▸ WORKING DATA:

=-=-=-=-=

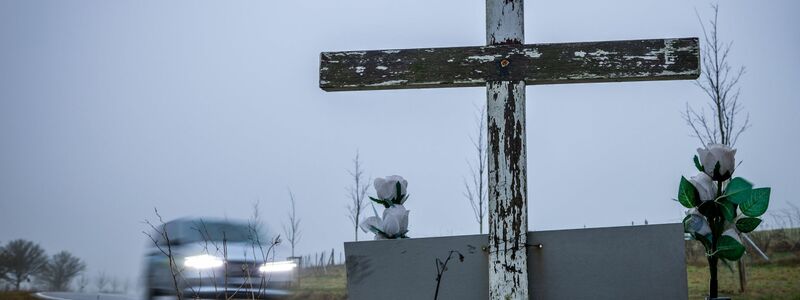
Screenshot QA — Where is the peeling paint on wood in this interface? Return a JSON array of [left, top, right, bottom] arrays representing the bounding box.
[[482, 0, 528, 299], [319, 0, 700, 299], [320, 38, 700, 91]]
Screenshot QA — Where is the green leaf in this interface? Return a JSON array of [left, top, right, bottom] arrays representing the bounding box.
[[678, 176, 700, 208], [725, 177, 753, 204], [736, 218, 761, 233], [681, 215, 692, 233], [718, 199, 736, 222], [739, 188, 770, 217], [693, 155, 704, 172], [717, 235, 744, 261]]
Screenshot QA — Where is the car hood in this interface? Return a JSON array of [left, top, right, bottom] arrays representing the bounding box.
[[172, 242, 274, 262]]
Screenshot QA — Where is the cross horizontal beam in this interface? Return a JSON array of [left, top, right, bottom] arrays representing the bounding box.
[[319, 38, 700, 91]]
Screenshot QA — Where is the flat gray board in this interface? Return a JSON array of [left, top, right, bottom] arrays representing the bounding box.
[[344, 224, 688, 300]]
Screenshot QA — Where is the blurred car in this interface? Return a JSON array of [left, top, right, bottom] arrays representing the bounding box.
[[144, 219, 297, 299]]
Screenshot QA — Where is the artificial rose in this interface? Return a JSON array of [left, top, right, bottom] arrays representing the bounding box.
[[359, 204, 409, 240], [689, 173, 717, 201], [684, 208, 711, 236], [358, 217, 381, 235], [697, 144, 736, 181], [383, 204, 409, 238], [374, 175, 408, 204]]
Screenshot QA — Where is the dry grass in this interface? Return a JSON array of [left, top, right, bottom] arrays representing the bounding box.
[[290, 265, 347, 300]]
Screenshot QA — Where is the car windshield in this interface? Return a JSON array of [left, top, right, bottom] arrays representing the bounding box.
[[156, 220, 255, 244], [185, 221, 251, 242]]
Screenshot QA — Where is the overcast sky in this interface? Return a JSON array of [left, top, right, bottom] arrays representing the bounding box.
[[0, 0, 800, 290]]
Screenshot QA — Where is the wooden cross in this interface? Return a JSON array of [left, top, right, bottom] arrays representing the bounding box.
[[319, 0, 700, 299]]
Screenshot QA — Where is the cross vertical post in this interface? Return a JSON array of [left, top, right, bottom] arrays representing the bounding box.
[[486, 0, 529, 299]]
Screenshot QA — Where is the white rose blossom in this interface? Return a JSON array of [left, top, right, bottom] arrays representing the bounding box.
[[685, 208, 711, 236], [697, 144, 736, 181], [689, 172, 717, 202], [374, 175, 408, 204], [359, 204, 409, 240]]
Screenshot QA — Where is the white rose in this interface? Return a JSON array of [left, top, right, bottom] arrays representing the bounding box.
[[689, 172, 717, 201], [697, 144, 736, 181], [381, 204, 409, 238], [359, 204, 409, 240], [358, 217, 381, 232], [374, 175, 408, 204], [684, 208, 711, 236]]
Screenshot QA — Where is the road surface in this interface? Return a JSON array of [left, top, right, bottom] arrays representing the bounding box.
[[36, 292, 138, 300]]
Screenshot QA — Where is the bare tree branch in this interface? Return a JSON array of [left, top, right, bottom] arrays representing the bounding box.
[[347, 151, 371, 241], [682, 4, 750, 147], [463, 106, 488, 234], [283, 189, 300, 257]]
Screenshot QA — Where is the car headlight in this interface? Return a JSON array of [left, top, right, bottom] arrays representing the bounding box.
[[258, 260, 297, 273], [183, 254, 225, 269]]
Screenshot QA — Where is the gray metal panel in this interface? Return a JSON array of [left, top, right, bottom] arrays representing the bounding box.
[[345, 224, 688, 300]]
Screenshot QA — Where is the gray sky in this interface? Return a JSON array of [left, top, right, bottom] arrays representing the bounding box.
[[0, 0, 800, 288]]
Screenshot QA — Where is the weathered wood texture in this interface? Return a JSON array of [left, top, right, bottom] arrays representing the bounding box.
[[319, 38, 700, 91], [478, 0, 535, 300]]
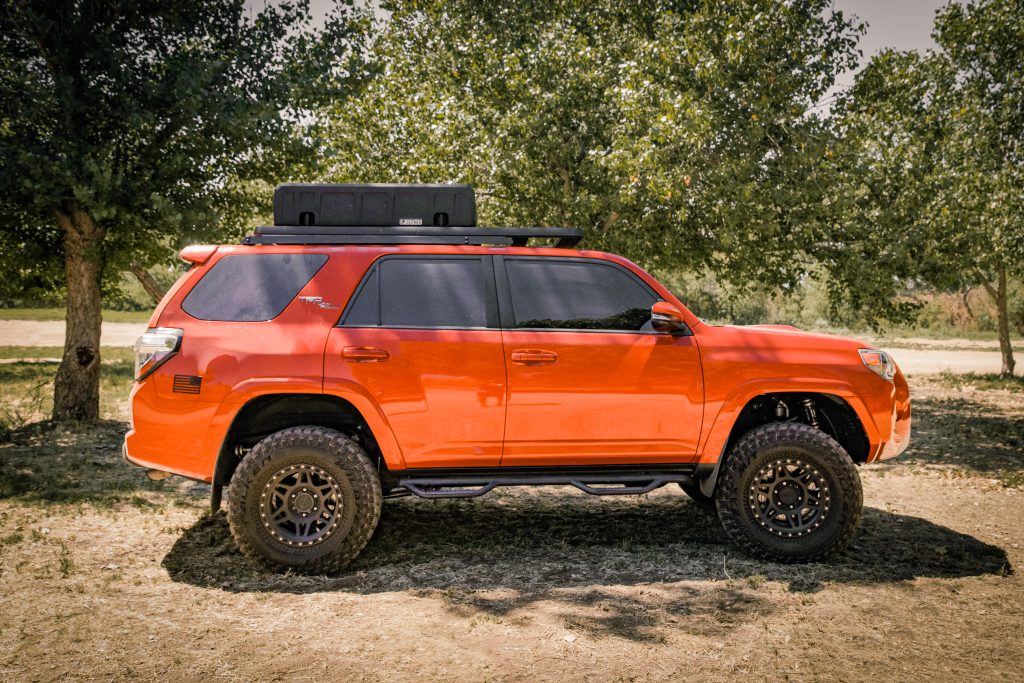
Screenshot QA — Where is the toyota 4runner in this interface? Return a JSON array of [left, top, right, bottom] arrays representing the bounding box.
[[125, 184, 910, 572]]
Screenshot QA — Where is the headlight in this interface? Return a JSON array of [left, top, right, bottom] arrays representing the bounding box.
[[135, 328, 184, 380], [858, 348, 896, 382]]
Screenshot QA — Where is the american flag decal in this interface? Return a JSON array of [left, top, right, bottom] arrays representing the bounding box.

=-=-=-=-=

Rewrite the part of the material that runs from the line containing "Screenshot QA — Where is the headlight" through the end, putting "turn signal" in place of "headlight" and leaving everything else as it is.

▸ CORRECT OUTPUT:
Screenshot QA — Where is the turn signal in this interface? Return a JSON array of [left, top, right, bottom] arrays representing the bounding box.
[[135, 328, 184, 380], [858, 348, 896, 382]]
Screenshot QA — Where is the american flag decal in this interface? Return a JSON array of [left, top, right, bottom] arrays representing the bounding box.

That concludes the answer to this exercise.